---------- Records to process ----------

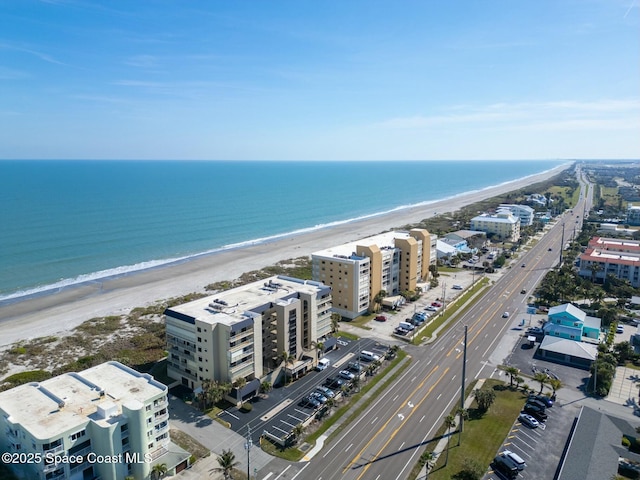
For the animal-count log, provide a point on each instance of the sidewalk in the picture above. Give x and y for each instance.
(442, 443)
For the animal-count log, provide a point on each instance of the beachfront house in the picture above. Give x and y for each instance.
(107, 411)
(393, 262)
(569, 322)
(248, 334)
(503, 225)
(611, 256)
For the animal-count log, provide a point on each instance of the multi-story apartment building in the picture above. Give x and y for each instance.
(633, 214)
(525, 213)
(357, 271)
(243, 332)
(106, 422)
(504, 225)
(611, 256)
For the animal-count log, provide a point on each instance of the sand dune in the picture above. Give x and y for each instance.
(59, 312)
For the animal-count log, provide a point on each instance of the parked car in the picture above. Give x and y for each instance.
(318, 396)
(535, 411)
(544, 399)
(528, 420)
(325, 391)
(535, 401)
(309, 402)
(333, 383)
(355, 367)
(346, 374)
(323, 363)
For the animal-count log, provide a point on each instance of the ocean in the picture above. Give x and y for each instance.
(67, 222)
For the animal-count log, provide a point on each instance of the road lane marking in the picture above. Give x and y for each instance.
(391, 417)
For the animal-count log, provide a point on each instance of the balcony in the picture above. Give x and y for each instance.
(53, 450)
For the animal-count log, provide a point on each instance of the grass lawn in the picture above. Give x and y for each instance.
(483, 435)
(452, 309)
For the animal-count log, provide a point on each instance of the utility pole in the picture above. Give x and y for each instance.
(561, 245)
(248, 444)
(464, 378)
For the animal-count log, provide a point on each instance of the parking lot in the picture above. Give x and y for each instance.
(542, 447)
(539, 447)
(277, 414)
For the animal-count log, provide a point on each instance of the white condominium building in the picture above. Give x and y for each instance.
(357, 271)
(611, 256)
(106, 422)
(525, 213)
(504, 225)
(242, 333)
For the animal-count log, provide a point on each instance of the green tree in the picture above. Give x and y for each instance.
(463, 415)
(542, 378)
(227, 462)
(555, 384)
(158, 471)
(484, 398)
(512, 372)
(449, 423)
(335, 322)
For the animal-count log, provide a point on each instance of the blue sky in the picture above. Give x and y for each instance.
(326, 80)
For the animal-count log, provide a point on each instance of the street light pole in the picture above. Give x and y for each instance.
(248, 444)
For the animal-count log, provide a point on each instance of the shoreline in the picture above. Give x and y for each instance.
(51, 313)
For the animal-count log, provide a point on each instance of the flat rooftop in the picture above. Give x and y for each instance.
(71, 400)
(229, 307)
(382, 241)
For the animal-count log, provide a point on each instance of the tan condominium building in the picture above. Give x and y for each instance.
(619, 258)
(243, 332)
(106, 422)
(356, 272)
(503, 225)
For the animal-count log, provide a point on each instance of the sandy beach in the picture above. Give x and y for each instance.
(55, 313)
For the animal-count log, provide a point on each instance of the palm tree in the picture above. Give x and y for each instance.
(428, 458)
(542, 378)
(319, 346)
(449, 423)
(463, 413)
(298, 430)
(512, 372)
(227, 462)
(287, 358)
(335, 321)
(555, 385)
(266, 387)
(159, 470)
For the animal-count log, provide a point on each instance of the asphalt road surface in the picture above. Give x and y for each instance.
(386, 441)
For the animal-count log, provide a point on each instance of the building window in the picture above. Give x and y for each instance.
(77, 435)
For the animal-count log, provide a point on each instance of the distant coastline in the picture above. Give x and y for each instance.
(54, 313)
(100, 276)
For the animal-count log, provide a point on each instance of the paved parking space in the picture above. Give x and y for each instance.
(540, 447)
(279, 412)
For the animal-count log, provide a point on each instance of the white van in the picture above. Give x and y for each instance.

----------

In your copy, repeat each record exactly and include no pictures.

For the animal-count log, provide a point on each instance of the sidewalk in the picture above. Give x and y for each instance.
(442, 443)
For the animal-count log, provide a point on each instance of the beachfront house in the picture above. Give x and y for each instance.
(107, 411)
(393, 262)
(569, 322)
(248, 334)
(503, 225)
(611, 256)
For the animal-count log, provide a point on each instance of the multi-story apartment building in the picture above. Give x and y for each instance.
(633, 214)
(525, 213)
(357, 271)
(243, 332)
(106, 422)
(504, 225)
(611, 256)
For the animal-count log, provide a point on each instance of the sand dune in the picture above. Give x and y for each instance.
(59, 312)
For the animal-count log, provide a point on each instance of the parked car in the picture above. Give x and y for each instance.
(318, 396)
(535, 411)
(544, 399)
(528, 420)
(325, 391)
(535, 401)
(309, 402)
(333, 383)
(355, 367)
(346, 374)
(323, 363)
For the animal-count log, provide a point on each instance of the ocean in the picture above. Give x and y for each instance.
(67, 222)
For the animal-count log, provide a point on each instance of the road lane marking in the picture above. Give x and y for each instance.
(391, 417)
For the animal-count log, provide a point on each instance of the balcony in the picture above. Give x and y for each instance.
(53, 450)
For the animal-count log, provide a point on each instance of the grass lawn in the picture above. Give x and y for each instance.
(483, 435)
(452, 309)
For the animal-count log, provide a point on each instance of the utility pole in the picture above. Give x and y for each instance.
(561, 245)
(248, 444)
(464, 378)
For the animal-count log, provide a point on each instance of the parking lot in the picture above. Give x and y for each instance.
(542, 447)
(539, 447)
(277, 414)
For the animal-count log, provide a point on each instance of the white condominium building in the picture above. Give x and y for each instance.
(357, 271)
(611, 256)
(106, 422)
(525, 213)
(504, 225)
(242, 333)
For the animal-count log, provide a point on each instance of the green tree in the picture above. Give x and y for each instance.
(463, 415)
(542, 378)
(227, 462)
(555, 384)
(158, 471)
(484, 398)
(512, 372)
(449, 423)
(335, 322)
For the animal-count log, provide a point on each instance of the blue sky in the picture above. Give x and y for each instance.
(326, 80)
For the animal-count log, provide a point on each instance of the street light pole in the picture above. Give x and y for each instance.
(248, 444)
For the animal-count log, provide a point on each instance of the shoreline in the picture above. Give x and y for each instance.
(51, 313)
For the animal-count log, provide a point on each instance of the flat rooftop in the picture above. Give x and y for each instance.
(71, 400)
(229, 307)
(382, 241)
For the animal-count log, provide a point on each instance of the tan condominium building in the picture above. Give x and y for each instance.
(619, 258)
(243, 332)
(106, 422)
(356, 272)
(503, 225)
For the animal-count log, provide a point on each instance of the sandy beach in the picture above. Give x and y for each instance.
(55, 313)
For the animal-count log, provide a point on each instance of the palm tree in the picture above. Give x and y for each instance.
(428, 458)
(542, 378)
(319, 346)
(449, 423)
(463, 413)
(298, 430)
(512, 372)
(227, 462)
(287, 358)
(335, 321)
(555, 385)
(266, 387)
(159, 470)
For the animal-count log, provide a point on each instance of the asphalt road surface in the picture above. Give x and y for each instance.
(386, 441)
For the animal-count log, provide a point on each instance of the building window in the picture above. Give x and y for each instance.
(77, 435)
For the animal-count log, provide a point on each instance of the distant coastline in the picture above. Give x and y for each instance.
(54, 313)
(100, 276)
For the animal-count log, provide a point on each instance of the paved parking space in the picture above. Give x and y for each instance.
(540, 447)
(279, 412)
For the animal-count log, provide a point on each instance of the white van in the picture above. Give x and y for each instance.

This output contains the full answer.